▼▼▼

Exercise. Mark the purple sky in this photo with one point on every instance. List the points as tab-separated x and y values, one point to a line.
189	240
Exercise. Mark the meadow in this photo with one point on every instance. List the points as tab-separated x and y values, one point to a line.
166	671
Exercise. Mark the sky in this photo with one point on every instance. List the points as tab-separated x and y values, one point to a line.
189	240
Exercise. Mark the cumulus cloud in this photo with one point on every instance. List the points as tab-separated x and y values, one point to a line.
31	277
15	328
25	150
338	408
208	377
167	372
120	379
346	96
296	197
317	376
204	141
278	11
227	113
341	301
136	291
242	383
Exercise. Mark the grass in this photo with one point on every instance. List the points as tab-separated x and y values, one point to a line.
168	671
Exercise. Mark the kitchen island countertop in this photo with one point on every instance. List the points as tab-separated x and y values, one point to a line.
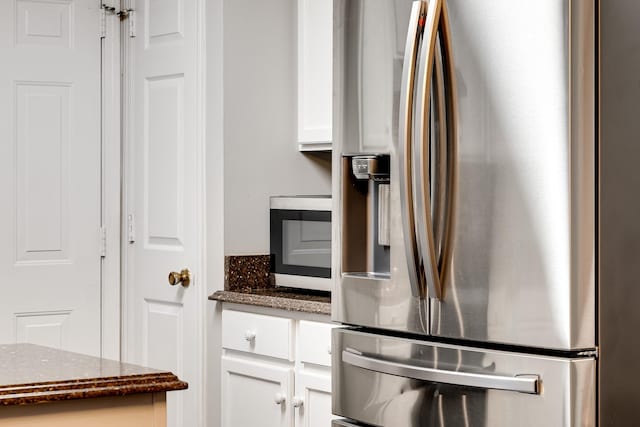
31	374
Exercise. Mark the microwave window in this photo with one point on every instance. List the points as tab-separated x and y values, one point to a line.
306	243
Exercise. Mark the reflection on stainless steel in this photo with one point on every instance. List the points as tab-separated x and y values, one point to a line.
523	244
501	153
378	398
517	260
519	383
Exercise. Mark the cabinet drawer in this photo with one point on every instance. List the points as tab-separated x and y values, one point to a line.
315	343
257	334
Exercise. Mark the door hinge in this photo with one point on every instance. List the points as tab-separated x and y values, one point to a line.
131	229
129	13
103	241
104	11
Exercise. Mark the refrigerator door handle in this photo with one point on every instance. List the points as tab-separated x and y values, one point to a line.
421	156
416	22
451	123
519	383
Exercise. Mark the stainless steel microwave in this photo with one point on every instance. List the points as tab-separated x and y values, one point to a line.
300	240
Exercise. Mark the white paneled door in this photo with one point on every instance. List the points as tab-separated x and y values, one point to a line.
163	323
50	177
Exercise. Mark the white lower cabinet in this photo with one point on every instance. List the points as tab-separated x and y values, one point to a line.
255	393
268	388
313	396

▲▲▲

> [YOUR INSTRUCTIONS]
All records above are to be output verbatim, with their pictures omitted.

> [SOLUTION TO THE EXERCISE]
Exercise. Mark the purple sky in this photo with one point on every instance. List the points as tab-separated x and y values, one point to a line.
189	240
Exercise. Mark the meadow in this photo with one point on every instance. List the points as tab-separated x and y values, one point to a line.
166	671
Exercise. Mark the sky in this photo with one point on every instance. List the points as tab-separated x and y values, one point to a line.
189	240
Exercise. Mark the cumulus cloud in this photo with one point on every instance. List the points as tab-separated x and y values, one point to a line.
31	277
15	328
25	150
338	408
208	377
167	372
120	379
346	96
296	197
317	376
204	141
278	11
227	113
341	301
136	291
242	383
Exercise. Mark the grass in this photo with one point on every instance. List the points as tab-separated x and y values, one point to a line.
168	671
Exercise. Mark the kitchen island countertop in this photo with one point on every instance. List the points as tab-separated x and y values, one point to a line.
31	374
Exercise. Mark the microwave window in this photo with one point on every instance. List the points as tab-separated x and y values, one point to a line.
306	243
Exercise. Mark the reflection on stainless steel in this photo with one point on every instance. List the points as tab-separated x and y values, one point to a line.
523	244
501	153
378	398
517	260
519	383
Exercise. Mark the cabinet drawer in this photo with one point on every instance. List the points as tab-separated x and y values, one point to a line.
315	343
257	334
Exercise. Mark the door hinge in this photo with one point on every instance. List the points as tab-separated x and y values, one point to a line.
131	229
129	13
103	241
104	11
Exercise. Mark the refrigerator door handle in this photo with one point on every instance. List the points as tab-separated x and y values, one point to a line.
421	156
416	22
451	123
519	383
Exercise. Mark the stainless steel microwave in this photo with one point on every instance. List the points as tab-separated x and y values, one point to a line.
300	240
Exercise. Mark the white paneled door in this photo with one point on every instance. List the points as tab-separated x and y values, one point to a line.
163	323
50	177
Exercise. Mark the white lower cabinet in this photo with one point on every instance. List the points as tab-separated x and y values, one point to a line.
255	393
268	388
313	396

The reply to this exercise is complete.